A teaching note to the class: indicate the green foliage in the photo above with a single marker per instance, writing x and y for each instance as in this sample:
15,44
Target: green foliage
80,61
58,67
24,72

☆ ☆ ☆ ☆

◆ **EXERCISE DESCRIPTION**
All of the material above should be printed out in full, word for word.

◆ **TASK ANSWER**
A teaching note to the class: indicate the green foliage in the photo above with a single marker per instance, writing x and y for each instance as in this sample:
15,44
Target: green foliage
80,61
58,67
24,72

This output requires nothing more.